_GIVEN INSTRUCTION_
Show every line of the material below that contains the string "shorts", matching case exactly.

Extracted records
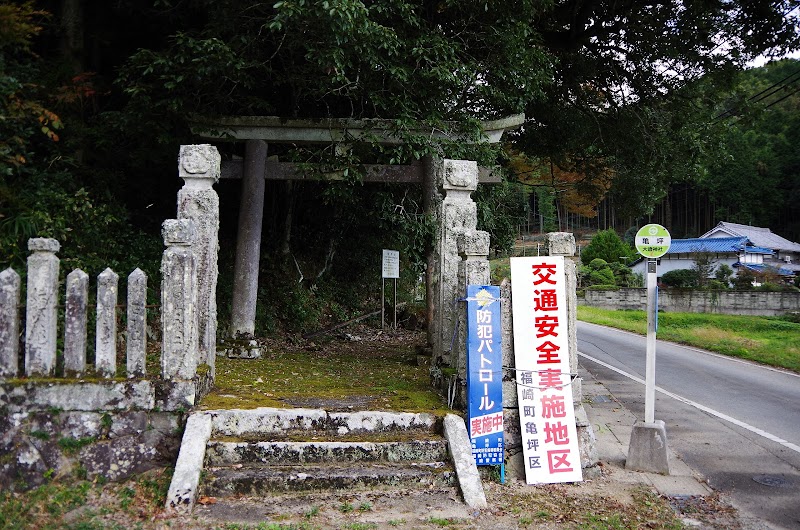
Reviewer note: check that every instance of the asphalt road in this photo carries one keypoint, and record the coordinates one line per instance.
(735, 422)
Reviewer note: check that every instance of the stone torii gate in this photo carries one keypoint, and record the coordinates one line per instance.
(447, 184)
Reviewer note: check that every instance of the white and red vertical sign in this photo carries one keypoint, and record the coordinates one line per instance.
(541, 353)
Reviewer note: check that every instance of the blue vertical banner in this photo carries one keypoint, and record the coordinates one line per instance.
(485, 374)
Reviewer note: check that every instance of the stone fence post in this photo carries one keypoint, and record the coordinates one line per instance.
(75, 322)
(136, 347)
(199, 167)
(105, 350)
(41, 307)
(179, 354)
(9, 323)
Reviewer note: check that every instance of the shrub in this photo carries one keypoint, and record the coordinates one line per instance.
(680, 279)
(608, 246)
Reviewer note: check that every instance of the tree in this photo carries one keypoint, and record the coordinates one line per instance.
(607, 246)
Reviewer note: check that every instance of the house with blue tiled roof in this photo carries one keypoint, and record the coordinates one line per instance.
(785, 253)
(737, 252)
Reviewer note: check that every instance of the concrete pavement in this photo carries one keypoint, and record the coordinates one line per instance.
(612, 424)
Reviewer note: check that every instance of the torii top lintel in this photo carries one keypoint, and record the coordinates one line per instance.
(273, 129)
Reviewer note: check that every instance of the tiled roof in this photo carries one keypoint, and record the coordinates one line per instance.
(714, 245)
(783, 271)
(762, 237)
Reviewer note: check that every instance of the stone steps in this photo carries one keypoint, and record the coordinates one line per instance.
(260, 480)
(220, 453)
(270, 452)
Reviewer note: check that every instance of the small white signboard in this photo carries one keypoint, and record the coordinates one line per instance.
(391, 264)
(544, 382)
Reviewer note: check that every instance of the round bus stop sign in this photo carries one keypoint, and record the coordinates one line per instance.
(653, 241)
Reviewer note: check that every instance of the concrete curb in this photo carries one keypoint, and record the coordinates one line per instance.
(613, 424)
(183, 488)
(461, 451)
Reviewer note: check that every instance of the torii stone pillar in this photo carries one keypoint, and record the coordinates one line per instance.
(199, 167)
(456, 214)
(248, 241)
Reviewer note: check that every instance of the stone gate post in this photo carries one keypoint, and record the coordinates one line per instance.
(248, 240)
(41, 307)
(473, 249)
(199, 167)
(9, 323)
(457, 213)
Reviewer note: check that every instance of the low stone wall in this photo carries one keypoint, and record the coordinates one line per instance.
(108, 429)
(760, 303)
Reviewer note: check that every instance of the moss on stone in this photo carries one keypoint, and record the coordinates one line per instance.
(373, 376)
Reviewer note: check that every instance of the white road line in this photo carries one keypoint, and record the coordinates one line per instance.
(705, 352)
(696, 405)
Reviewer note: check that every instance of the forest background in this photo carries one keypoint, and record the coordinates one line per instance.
(635, 112)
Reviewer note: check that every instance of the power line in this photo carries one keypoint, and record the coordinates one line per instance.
(764, 94)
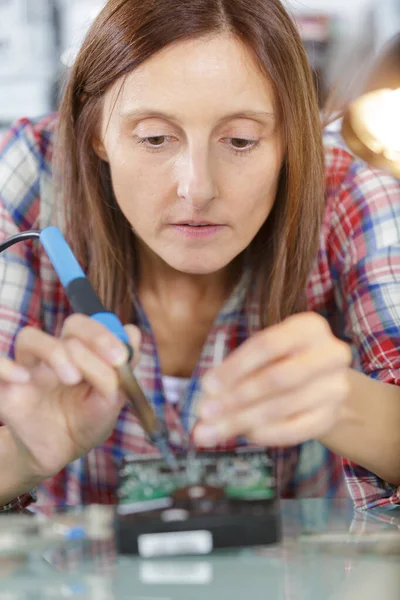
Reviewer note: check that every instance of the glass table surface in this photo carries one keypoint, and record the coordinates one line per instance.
(328, 552)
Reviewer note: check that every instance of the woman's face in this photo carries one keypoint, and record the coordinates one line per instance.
(195, 151)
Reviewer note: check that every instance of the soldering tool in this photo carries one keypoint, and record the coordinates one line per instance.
(84, 300)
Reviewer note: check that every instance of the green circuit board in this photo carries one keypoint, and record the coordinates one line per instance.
(244, 474)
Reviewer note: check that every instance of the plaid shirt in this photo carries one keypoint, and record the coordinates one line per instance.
(353, 284)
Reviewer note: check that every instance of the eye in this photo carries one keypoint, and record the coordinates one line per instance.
(155, 140)
(241, 143)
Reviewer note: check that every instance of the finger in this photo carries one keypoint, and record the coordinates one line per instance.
(267, 346)
(33, 346)
(10, 372)
(292, 373)
(100, 375)
(135, 338)
(292, 432)
(99, 339)
(267, 414)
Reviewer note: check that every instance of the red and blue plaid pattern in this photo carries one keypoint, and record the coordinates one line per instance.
(355, 285)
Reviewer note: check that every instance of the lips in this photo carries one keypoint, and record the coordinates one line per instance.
(197, 224)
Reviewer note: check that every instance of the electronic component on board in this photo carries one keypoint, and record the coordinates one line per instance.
(217, 500)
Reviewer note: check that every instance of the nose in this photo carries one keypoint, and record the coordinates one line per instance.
(196, 180)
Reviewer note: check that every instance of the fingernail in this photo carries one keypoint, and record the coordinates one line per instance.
(69, 374)
(20, 375)
(211, 384)
(206, 435)
(115, 356)
(210, 409)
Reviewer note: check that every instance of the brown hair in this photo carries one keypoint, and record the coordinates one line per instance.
(125, 34)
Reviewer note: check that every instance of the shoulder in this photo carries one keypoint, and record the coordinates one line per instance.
(33, 137)
(362, 203)
(26, 152)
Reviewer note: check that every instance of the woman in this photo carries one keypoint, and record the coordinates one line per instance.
(186, 168)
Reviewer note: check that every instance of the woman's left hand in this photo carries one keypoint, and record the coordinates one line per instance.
(283, 386)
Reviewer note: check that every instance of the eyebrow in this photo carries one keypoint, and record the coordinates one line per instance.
(155, 114)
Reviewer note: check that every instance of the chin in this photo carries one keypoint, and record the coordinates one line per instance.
(198, 266)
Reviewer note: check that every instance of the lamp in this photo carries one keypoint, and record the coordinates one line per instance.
(371, 125)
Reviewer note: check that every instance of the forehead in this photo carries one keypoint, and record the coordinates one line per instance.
(210, 74)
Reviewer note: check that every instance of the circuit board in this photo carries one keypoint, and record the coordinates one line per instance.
(213, 500)
(243, 474)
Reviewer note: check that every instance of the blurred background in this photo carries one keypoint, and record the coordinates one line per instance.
(38, 39)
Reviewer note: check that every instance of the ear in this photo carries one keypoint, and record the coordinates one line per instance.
(99, 149)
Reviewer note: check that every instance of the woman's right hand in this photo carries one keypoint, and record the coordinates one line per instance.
(71, 400)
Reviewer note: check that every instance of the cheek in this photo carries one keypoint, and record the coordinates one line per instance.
(255, 195)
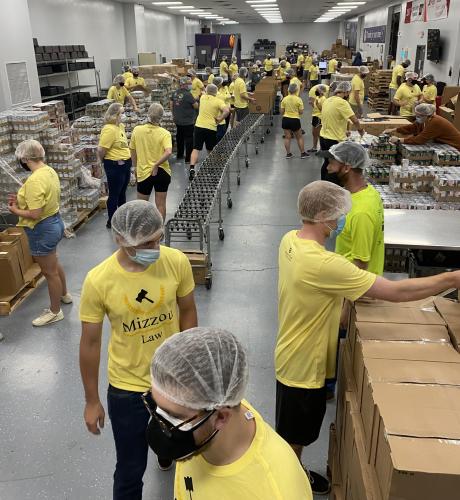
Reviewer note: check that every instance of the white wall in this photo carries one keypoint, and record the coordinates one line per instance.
(319, 36)
(97, 24)
(17, 46)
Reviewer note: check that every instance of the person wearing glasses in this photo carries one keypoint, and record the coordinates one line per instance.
(222, 445)
(146, 291)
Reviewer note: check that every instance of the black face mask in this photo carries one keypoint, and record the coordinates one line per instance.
(169, 442)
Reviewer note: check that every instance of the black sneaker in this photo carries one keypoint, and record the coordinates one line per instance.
(319, 484)
(164, 463)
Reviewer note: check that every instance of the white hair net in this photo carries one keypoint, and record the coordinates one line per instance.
(321, 201)
(425, 109)
(201, 368)
(350, 153)
(135, 223)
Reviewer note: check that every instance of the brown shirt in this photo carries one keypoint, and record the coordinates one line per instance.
(435, 129)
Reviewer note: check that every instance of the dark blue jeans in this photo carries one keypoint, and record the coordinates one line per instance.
(117, 179)
(129, 418)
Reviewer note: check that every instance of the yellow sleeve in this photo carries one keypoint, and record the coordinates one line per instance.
(107, 137)
(187, 283)
(92, 309)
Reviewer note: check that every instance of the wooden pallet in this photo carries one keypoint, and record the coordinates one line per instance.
(33, 279)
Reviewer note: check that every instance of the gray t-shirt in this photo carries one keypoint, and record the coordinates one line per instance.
(183, 111)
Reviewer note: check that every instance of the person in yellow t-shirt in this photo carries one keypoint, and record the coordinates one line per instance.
(407, 96)
(119, 93)
(212, 111)
(114, 153)
(151, 146)
(429, 91)
(225, 446)
(357, 91)
(37, 206)
(268, 65)
(311, 288)
(291, 109)
(336, 114)
(316, 100)
(146, 292)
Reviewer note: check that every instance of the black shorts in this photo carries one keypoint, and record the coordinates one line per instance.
(299, 413)
(159, 182)
(315, 121)
(292, 124)
(203, 136)
(241, 113)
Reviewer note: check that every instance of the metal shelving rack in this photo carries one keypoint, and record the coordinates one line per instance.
(71, 88)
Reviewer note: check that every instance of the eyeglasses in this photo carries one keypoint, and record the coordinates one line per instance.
(167, 422)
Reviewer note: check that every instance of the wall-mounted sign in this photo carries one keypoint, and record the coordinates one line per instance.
(375, 34)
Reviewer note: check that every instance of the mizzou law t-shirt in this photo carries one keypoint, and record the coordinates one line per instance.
(142, 310)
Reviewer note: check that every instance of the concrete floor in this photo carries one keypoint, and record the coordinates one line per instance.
(46, 451)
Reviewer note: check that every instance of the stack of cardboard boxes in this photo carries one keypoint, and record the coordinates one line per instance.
(397, 432)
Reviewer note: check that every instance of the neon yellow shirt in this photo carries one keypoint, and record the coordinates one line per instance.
(113, 138)
(362, 236)
(292, 106)
(335, 115)
(430, 92)
(312, 285)
(398, 70)
(210, 108)
(118, 94)
(357, 83)
(409, 94)
(40, 190)
(137, 328)
(268, 470)
(150, 142)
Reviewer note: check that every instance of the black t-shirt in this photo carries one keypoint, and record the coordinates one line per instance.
(183, 110)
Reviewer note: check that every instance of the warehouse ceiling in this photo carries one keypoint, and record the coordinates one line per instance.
(243, 11)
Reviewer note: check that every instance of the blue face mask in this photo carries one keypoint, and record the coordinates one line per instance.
(145, 256)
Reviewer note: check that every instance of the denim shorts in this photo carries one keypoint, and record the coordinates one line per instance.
(45, 236)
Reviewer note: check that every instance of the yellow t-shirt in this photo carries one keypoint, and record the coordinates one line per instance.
(316, 111)
(133, 82)
(223, 70)
(150, 142)
(238, 89)
(210, 108)
(197, 87)
(332, 65)
(398, 70)
(357, 83)
(292, 104)
(430, 92)
(312, 285)
(312, 91)
(409, 94)
(113, 138)
(40, 190)
(232, 69)
(362, 236)
(224, 95)
(118, 95)
(268, 470)
(137, 328)
(335, 115)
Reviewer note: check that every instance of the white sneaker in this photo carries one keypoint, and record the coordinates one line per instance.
(48, 317)
(67, 298)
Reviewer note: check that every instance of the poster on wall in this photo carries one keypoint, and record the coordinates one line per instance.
(436, 9)
(375, 34)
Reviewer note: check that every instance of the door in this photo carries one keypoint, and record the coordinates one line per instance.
(420, 59)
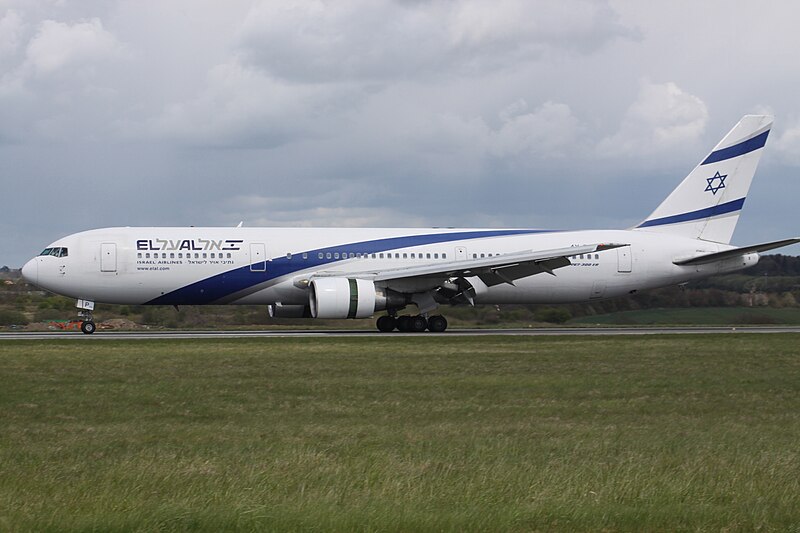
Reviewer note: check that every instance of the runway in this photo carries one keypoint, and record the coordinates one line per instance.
(294, 333)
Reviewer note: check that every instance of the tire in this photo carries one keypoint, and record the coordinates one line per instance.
(386, 324)
(437, 324)
(403, 323)
(418, 323)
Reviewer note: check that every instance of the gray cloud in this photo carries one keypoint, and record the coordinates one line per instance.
(468, 113)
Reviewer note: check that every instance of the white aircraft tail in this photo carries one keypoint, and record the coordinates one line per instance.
(707, 203)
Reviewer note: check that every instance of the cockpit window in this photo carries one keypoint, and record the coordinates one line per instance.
(57, 252)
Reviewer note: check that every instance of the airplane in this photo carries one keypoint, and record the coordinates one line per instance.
(349, 273)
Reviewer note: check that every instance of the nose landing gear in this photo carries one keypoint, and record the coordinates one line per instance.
(85, 308)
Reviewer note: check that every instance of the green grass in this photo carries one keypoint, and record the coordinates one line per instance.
(699, 316)
(655, 433)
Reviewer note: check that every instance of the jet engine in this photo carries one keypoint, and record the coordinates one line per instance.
(350, 298)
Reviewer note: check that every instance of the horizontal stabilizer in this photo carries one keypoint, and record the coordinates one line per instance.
(736, 252)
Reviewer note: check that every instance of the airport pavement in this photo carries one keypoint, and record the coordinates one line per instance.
(118, 335)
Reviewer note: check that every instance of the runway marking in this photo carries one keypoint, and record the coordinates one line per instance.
(144, 335)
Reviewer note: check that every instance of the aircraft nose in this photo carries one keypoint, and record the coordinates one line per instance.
(31, 271)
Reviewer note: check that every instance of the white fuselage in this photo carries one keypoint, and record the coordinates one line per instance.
(195, 266)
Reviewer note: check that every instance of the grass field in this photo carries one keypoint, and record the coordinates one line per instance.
(715, 316)
(655, 433)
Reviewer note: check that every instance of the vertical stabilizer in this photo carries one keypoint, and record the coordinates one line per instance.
(707, 203)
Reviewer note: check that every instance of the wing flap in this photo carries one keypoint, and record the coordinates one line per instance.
(502, 268)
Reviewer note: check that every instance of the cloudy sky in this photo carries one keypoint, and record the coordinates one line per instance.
(522, 113)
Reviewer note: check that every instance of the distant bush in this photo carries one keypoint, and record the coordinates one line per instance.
(11, 318)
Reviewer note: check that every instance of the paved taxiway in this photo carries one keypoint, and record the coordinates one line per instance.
(116, 335)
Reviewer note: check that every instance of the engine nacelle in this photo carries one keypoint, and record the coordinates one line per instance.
(342, 298)
(278, 310)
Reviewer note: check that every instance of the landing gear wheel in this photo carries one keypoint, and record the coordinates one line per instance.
(88, 327)
(418, 323)
(386, 324)
(437, 324)
(403, 323)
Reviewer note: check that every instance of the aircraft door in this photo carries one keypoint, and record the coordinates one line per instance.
(108, 257)
(624, 259)
(258, 257)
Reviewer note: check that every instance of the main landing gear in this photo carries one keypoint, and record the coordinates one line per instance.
(415, 323)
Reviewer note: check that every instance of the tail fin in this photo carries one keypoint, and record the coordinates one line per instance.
(707, 203)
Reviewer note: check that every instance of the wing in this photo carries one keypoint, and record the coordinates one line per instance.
(736, 252)
(501, 268)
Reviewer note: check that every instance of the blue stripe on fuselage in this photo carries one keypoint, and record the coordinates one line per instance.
(744, 147)
(219, 286)
(720, 209)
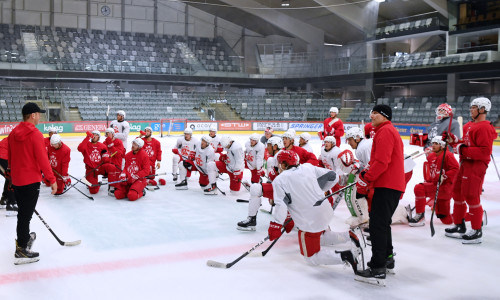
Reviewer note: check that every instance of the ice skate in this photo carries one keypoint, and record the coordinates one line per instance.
(182, 185)
(457, 231)
(248, 224)
(417, 221)
(473, 237)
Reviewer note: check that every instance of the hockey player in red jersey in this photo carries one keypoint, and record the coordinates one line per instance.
(134, 173)
(94, 156)
(59, 157)
(116, 152)
(152, 147)
(296, 190)
(475, 151)
(332, 126)
(427, 188)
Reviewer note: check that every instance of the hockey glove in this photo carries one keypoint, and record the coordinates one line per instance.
(274, 230)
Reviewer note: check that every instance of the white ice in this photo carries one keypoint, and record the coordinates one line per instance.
(158, 246)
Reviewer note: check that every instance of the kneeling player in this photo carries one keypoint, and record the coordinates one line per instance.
(296, 190)
(134, 173)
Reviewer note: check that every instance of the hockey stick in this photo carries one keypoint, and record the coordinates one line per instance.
(216, 264)
(439, 180)
(59, 240)
(318, 203)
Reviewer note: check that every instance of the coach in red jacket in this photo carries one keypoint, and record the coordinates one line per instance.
(386, 175)
(27, 161)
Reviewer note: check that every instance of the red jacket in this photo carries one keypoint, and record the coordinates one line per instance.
(152, 149)
(4, 149)
(27, 156)
(386, 166)
(116, 146)
(59, 159)
(137, 164)
(92, 153)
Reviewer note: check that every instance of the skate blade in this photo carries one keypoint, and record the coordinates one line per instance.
(23, 261)
(371, 280)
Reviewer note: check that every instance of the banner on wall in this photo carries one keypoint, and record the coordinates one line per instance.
(201, 126)
(279, 126)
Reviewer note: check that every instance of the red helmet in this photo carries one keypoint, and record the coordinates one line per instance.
(289, 157)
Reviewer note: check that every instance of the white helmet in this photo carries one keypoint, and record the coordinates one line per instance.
(254, 137)
(482, 102)
(439, 140)
(330, 139)
(276, 141)
(55, 139)
(121, 113)
(354, 132)
(306, 136)
(139, 142)
(225, 140)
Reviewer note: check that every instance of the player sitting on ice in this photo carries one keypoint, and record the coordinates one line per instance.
(116, 152)
(254, 157)
(184, 147)
(94, 156)
(232, 163)
(296, 190)
(304, 156)
(304, 141)
(257, 190)
(428, 188)
(134, 173)
(59, 157)
(152, 147)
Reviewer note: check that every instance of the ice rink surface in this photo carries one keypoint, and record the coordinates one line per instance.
(158, 246)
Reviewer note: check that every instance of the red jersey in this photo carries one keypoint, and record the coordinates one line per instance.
(152, 149)
(137, 164)
(91, 152)
(115, 148)
(59, 159)
(27, 156)
(478, 137)
(386, 166)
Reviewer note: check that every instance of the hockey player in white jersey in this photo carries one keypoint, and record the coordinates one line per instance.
(254, 157)
(296, 190)
(184, 150)
(304, 141)
(232, 162)
(121, 127)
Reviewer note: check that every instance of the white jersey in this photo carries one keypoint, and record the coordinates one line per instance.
(297, 189)
(185, 147)
(123, 131)
(254, 156)
(235, 157)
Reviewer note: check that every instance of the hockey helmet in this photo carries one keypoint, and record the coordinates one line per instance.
(482, 102)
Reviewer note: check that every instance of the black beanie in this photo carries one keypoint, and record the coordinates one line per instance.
(384, 110)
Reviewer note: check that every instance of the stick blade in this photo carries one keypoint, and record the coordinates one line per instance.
(216, 264)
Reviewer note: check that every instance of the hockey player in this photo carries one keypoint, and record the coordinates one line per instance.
(59, 158)
(152, 147)
(232, 163)
(121, 127)
(332, 126)
(254, 157)
(134, 173)
(185, 146)
(94, 156)
(304, 141)
(475, 151)
(116, 151)
(427, 188)
(296, 190)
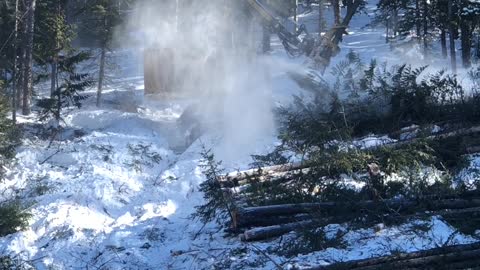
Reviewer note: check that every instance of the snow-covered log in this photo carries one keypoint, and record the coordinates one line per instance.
(262, 233)
(342, 208)
(449, 257)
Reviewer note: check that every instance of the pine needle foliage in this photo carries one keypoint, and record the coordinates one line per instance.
(69, 92)
(13, 218)
(218, 205)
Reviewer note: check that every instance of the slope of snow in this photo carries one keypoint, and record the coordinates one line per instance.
(97, 204)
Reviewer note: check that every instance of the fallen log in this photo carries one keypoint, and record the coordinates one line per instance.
(243, 175)
(437, 258)
(262, 176)
(342, 208)
(262, 233)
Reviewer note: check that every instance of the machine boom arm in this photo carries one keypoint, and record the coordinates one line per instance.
(291, 41)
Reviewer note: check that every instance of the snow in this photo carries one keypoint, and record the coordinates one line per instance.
(97, 204)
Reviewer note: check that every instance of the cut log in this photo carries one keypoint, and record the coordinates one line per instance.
(263, 233)
(437, 258)
(242, 175)
(283, 170)
(262, 176)
(338, 208)
(270, 221)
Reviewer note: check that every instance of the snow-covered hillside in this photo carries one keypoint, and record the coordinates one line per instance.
(117, 188)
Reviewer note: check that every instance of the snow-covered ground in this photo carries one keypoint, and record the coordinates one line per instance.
(117, 191)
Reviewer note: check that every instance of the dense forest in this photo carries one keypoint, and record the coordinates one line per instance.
(252, 134)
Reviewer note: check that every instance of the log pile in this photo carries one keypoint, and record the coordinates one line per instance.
(451, 257)
(263, 222)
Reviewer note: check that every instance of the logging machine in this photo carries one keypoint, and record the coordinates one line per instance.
(293, 44)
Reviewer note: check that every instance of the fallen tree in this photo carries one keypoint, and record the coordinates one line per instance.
(248, 216)
(262, 233)
(449, 257)
(278, 171)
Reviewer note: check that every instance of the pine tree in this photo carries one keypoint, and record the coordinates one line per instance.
(102, 18)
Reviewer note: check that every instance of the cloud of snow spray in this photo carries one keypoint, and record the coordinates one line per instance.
(215, 64)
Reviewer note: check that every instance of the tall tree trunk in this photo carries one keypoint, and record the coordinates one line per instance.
(53, 76)
(466, 38)
(28, 77)
(453, 56)
(295, 15)
(101, 73)
(22, 53)
(425, 27)
(14, 73)
(387, 29)
(443, 42)
(54, 64)
(321, 20)
(336, 11)
(395, 21)
(417, 19)
(265, 39)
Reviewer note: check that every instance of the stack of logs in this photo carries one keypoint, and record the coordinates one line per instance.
(262, 222)
(450, 257)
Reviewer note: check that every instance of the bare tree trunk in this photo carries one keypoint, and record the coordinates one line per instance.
(417, 19)
(443, 42)
(101, 73)
(295, 15)
(321, 20)
(28, 77)
(425, 27)
(336, 11)
(466, 39)
(53, 76)
(453, 56)
(395, 22)
(387, 29)
(14, 73)
(21, 56)
(265, 39)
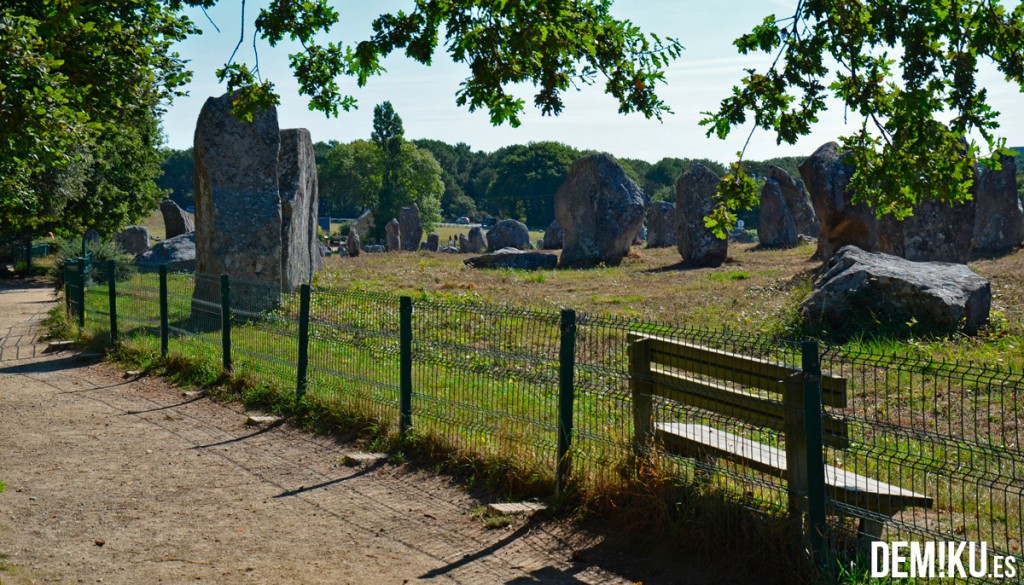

_CORRECT RESULT_
Reviewer note: check that every instance of the black shorts in this photo carries one keypoint, and record the coordinates one line per instance.
Reviewer note: check that every instance of the denim shorts in this photo carries one keypoint, and record the coordinates one line per instance.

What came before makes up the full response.